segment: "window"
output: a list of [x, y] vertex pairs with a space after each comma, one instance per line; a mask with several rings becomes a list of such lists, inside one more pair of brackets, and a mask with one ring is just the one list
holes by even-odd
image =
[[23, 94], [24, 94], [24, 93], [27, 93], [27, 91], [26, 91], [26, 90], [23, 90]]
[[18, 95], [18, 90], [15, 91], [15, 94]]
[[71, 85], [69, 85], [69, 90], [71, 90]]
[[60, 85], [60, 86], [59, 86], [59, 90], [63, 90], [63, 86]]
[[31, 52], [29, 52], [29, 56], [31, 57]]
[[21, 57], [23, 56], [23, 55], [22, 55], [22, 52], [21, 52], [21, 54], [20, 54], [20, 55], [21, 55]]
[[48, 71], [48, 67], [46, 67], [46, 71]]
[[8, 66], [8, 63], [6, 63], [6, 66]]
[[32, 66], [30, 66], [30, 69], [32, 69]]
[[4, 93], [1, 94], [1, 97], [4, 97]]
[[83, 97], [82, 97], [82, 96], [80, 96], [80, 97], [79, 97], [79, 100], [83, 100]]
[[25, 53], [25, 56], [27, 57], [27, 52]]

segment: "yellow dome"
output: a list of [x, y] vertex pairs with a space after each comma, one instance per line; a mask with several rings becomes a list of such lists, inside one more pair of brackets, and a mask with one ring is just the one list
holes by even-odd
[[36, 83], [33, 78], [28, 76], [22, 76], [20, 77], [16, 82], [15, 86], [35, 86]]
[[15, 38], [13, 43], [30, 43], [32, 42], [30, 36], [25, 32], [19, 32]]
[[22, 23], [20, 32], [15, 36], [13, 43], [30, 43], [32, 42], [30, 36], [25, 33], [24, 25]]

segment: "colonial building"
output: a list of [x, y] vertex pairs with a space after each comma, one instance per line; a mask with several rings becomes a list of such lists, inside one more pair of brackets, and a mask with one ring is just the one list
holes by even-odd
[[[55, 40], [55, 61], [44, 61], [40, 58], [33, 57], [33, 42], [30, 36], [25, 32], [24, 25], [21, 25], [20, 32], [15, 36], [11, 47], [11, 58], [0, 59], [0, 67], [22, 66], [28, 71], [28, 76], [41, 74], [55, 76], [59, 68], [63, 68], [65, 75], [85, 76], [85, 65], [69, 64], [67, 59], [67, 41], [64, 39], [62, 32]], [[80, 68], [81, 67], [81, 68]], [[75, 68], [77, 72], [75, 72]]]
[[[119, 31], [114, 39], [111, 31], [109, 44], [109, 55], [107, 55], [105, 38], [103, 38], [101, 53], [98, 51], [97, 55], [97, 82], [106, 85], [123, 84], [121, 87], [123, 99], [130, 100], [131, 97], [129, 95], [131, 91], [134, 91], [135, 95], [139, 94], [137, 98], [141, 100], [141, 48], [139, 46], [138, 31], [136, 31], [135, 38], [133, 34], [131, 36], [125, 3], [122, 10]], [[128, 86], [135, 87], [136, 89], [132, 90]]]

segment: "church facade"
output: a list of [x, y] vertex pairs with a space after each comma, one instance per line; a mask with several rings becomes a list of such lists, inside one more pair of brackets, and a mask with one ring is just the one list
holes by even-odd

=======

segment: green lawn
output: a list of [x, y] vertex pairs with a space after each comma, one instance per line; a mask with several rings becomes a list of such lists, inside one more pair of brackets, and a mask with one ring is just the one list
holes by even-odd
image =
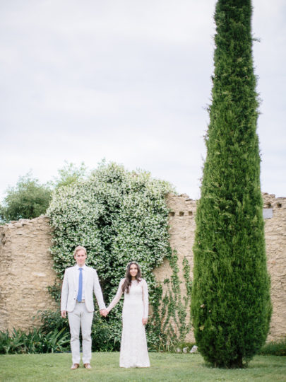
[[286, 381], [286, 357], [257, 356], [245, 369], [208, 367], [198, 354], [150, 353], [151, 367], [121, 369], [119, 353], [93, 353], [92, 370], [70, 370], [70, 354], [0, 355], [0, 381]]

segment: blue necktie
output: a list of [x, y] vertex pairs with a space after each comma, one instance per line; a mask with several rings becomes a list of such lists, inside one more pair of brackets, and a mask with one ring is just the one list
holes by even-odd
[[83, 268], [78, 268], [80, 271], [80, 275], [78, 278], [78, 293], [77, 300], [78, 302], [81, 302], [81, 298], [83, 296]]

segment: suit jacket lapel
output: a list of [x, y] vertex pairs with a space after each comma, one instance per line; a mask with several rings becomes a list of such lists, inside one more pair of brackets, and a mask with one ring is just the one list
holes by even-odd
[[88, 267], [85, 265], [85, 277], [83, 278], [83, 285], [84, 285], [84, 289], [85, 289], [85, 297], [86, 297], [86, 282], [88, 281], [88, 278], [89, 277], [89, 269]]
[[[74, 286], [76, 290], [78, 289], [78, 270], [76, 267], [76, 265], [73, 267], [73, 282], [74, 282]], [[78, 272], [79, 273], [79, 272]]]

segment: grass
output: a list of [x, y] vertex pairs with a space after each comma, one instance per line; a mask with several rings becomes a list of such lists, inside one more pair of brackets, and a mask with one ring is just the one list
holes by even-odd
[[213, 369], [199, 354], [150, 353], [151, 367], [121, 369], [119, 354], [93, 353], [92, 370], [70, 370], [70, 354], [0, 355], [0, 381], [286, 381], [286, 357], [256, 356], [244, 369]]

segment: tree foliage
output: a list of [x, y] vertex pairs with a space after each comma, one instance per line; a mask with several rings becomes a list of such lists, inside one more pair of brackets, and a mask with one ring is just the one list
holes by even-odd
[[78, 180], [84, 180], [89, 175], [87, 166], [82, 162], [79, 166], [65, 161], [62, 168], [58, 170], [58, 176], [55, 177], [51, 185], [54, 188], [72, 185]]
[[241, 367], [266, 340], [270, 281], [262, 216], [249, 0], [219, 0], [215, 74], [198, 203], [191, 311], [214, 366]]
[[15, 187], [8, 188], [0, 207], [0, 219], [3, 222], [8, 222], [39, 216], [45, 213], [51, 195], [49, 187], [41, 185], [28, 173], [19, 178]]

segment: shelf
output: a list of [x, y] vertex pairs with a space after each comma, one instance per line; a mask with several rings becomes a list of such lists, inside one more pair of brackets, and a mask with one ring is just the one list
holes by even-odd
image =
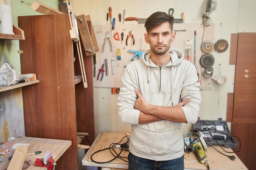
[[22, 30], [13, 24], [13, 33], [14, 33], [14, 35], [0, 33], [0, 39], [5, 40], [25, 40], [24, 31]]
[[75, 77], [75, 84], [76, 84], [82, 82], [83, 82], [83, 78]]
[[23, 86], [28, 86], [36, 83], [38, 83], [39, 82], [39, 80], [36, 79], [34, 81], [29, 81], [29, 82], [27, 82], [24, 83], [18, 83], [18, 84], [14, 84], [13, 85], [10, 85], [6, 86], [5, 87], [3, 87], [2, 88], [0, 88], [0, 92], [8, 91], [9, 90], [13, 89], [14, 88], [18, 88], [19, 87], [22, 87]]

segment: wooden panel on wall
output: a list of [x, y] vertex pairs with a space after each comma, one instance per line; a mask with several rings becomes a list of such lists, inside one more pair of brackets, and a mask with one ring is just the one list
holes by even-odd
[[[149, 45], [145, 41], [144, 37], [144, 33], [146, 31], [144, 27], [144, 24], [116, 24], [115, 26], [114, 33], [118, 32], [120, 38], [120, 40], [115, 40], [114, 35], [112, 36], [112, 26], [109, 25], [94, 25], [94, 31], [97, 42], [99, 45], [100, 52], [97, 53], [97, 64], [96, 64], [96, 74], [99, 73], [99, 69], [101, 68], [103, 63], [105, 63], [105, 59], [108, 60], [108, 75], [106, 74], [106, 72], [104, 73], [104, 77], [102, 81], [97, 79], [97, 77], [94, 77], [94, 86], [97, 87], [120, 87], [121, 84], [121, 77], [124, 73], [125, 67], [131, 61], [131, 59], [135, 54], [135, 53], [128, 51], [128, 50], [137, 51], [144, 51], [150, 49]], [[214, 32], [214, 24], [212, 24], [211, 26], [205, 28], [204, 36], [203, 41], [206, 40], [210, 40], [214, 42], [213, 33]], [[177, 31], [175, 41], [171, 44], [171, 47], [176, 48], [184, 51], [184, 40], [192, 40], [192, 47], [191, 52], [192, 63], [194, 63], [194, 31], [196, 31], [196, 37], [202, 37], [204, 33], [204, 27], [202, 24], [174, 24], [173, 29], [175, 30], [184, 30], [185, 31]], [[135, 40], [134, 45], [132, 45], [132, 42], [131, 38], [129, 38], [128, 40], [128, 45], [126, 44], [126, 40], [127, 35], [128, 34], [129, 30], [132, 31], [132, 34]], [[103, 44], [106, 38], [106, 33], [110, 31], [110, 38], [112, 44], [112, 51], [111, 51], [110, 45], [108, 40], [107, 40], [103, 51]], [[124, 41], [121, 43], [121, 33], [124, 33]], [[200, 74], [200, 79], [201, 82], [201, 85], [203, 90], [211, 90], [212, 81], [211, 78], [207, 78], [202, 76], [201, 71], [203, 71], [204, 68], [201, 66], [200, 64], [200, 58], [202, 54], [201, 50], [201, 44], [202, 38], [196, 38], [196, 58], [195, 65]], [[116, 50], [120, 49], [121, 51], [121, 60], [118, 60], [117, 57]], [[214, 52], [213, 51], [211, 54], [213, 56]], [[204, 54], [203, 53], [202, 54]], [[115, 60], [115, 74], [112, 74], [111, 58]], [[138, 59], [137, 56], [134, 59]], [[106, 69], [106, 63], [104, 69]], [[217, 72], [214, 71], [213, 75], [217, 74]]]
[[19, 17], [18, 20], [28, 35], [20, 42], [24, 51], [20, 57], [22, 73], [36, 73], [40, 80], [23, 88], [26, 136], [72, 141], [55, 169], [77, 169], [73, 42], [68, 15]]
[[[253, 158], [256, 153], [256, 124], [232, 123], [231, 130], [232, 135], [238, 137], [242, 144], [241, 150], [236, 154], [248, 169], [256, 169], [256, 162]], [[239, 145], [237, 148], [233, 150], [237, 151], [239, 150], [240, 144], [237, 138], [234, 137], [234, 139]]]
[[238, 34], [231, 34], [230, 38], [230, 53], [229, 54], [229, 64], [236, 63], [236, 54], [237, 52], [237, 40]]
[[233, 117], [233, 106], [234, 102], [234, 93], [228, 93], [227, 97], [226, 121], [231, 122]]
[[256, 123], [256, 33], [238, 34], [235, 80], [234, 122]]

=======

◆ Instructions for the task:
Turn everything in the material from the line containing "segment: blue necktie" down to the line containing "173], [19, 178]]" into a JSON list of strings, one string per line and both of those lines included. Leave out blank lines.

◆ The response:
[
  "segment: blue necktie",
  "output: a list of [x, y] vertex pairs with a space after each comma, one instance per line; a mask with several rings becomes a list of such lists, inside one more pair of brackets, and a mask with one ring is just the one list",
  "holes by even-odd",
  "[[83, 268], [78, 268], [80, 271], [80, 275], [78, 278], [78, 293], [77, 300], [78, 302], [81, 302], [81, 298], [83, 296]]",
  "segment: suit jacket lapel",
  "output: a list of [x, y] vertex pairs with a space after each comma, one instance per line; a mask with several rings becomes a list of such lists, inside one more pair of brackets, and a mask with one ring is just the one list",
  "holes by even-odd",
  "[[88, 267], [85, 265], [85, 277], [83, 278], [83, 285], [84, 285], [84, 289], [85, 289], [85, 297], [86, 297], [86, 282], [88, 281], [88, 278], [89, 277], [89, 269]]",
  "[[[74, 286], [76, 290], [78, 289], [78, 270], [76, 267], [76, 265], [73, 267], [73, 282], [74, 282]], [[78, 272], [79, 273], [79, 272]]]",
  "segment: grass",
  "output: a list of [x, y] vertex pairs with a space after each comma, one instance per line; a mask with several rings becomes a list of such lists, inside one more pair of brackets, and a mask with one ring is just the one list",
  "holes by even-odd",
  "[[213, 369], [199, 354], [150, 353], [151, 367], [121, 369], [119, 354], [93, 353], [92, 370], [70, 370], [70, 354], [0, 355], [0, 381], [286, 381], [286, 357], [256, 356], [244, 369]]",
  "segment: tree foliage",
  "output: a list of [x, y] vertex pairs with a space after each comma, one instance per line; a mask with several rings becomes a list of such lists, inside one more pair of brackets, and a mask with one ring is just the one list",
  "holes by even-odd",
  "[[78, 180], [84, 180], [89, 175], [87, 166], [82, 162], [79, 166], [65, 161], [62, 168], [58, 170], [58, 176], [55, 177], [51, 185], [54, 188], [72, 185]]",
  "[[241, 367], [266, 340], [270, 281], [262, 216], [249, 0], [219, 0], [215, 74], [198, 203], [191, 311], [214, 366]]",
  "[[15, 187], [8, 188], [0, 207], [0, 219], [3, 222], [8, 222], [39, 216], [45, 213], [51, 195], [49, 187], [41, 185], [28, 173], [19, 178]]"
]